(Point notes for photos)
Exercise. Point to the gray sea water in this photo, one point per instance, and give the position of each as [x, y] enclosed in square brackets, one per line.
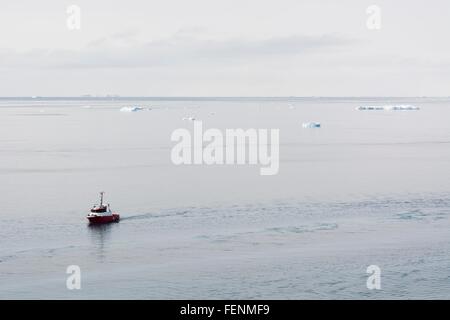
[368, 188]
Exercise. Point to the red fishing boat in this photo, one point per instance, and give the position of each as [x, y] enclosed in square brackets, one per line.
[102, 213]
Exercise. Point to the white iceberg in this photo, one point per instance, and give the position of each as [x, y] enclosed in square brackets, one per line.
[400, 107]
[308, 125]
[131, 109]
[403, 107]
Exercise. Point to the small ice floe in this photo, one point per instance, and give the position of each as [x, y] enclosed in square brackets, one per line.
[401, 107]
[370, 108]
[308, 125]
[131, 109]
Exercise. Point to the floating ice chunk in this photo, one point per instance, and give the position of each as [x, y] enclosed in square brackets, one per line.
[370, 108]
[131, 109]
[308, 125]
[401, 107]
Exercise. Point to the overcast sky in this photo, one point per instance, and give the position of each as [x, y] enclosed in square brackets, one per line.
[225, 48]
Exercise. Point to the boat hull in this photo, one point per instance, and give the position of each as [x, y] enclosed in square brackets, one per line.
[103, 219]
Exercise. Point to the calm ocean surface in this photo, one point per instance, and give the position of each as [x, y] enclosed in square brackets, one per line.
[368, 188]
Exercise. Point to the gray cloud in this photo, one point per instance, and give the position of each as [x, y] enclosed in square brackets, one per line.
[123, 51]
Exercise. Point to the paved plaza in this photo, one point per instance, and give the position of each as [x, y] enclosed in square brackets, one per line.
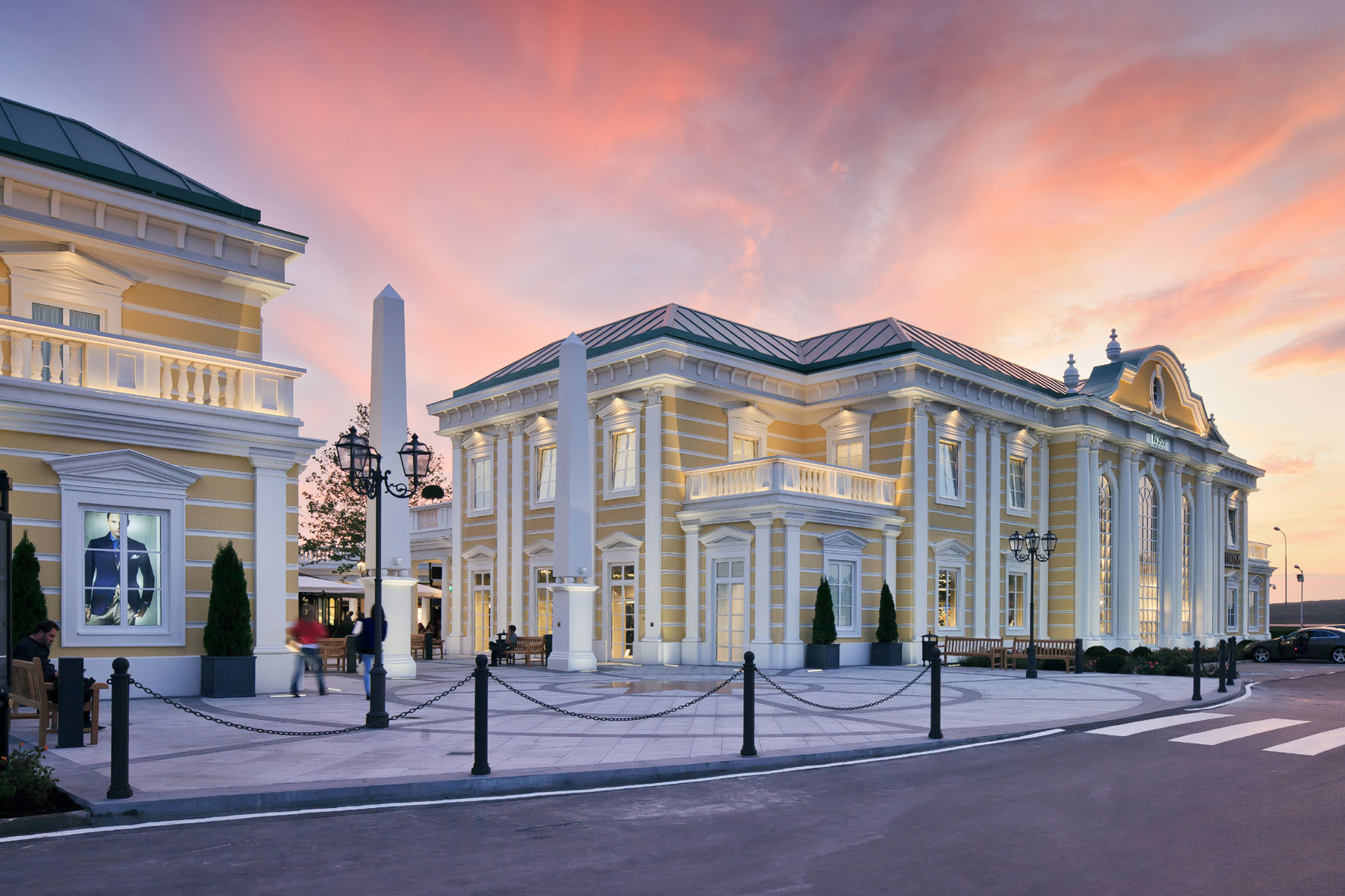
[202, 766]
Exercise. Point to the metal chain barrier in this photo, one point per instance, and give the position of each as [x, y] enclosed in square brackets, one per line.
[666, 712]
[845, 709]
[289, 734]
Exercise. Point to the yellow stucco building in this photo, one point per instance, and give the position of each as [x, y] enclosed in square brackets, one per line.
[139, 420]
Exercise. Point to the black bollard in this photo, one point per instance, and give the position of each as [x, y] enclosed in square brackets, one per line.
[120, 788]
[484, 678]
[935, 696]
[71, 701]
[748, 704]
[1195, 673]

**What to work on**
Rewrite every row above, replacing "one point per instance" with "one point for each instance" and changing nothing else. Leave out the pictures.

**Expected answer**
Exercise. Point to the gray sea water in this photo, one point for each instance, and give the position of each as [x, y] enclosed in square brackets, one per line.
[368, 188]
Exercise. Point to the red fishing boat in this photo, one point for each instance, and give the position of each as [x, y] enclosed in square brackets, one per line.
[102, 213]
Exercise. Point to the white iceberg in this photo, one point for each instance, and give the position of each as [x, y] enclosed in square brackets, one per line.
[400, 107]
[308, 125]
[131, 109]
[403, 107]
Exercise. Point to the small ice floe in this photo, one point for each instance, and give the position of each as [x, y] enclosed in square brackets, one per line.
[401, 107]
[370, 108]
[308, 125]
[131, 109]
Exercise. Point to the floating ice chunk in this photo, one point for each instance, and give the position of each as [x, y] enclosed in square brackets, one per line.
[370, 108]
[131, 109]
[308, 125]
[401, 107]
Exercise. Point to the overcast sky in this photo, one point for each instance, and give the position of each as [x, y] enclosed in square brackets, one per line.
[225, 48]
Exercise. Point to the boat hull in this photo, one point for each instance, and give the position of each as [x, y] enclosed in square brackets, one per line.
[103, 219]
Exercise. Point to the calm ocean surface in this photo, one point for each instance, and give the position of each as [x, y] enclosed in square brackets, one per line.
[368, 188]
Exercise. Point to the gray cloud in this photo, one point for each instance, and give the position of each as [x, y] enclosed in square brackets, one per line.
[123, 51]
Exercise. Point to the paved plaza in this photo, one point for each instance, and give the position of each as [x, y] enclosed in square brackets, one per line.
[202, 766]
Exercise. Point to the metal chain barrier in this photo, one point for each instance, and give the position of each as [x, y] enclosed in square brackets, one per line.
[666, 712]
[845, 709]
[289, 734]
Exercise. Point to the yellow stucco building in this photo, one point for each instance, and give the position of each as [x, y] enclosed in square brackets, one per line.
[139, 420]
Exercise. Point to the black bollard in this photo, one point for each instance, and give the position of each as [x, y] enclosed in square brackets, one per line.
[120, 788]
[484, 678]
[935, 696]
[71, 701]
[748, 704]
[1195, 673]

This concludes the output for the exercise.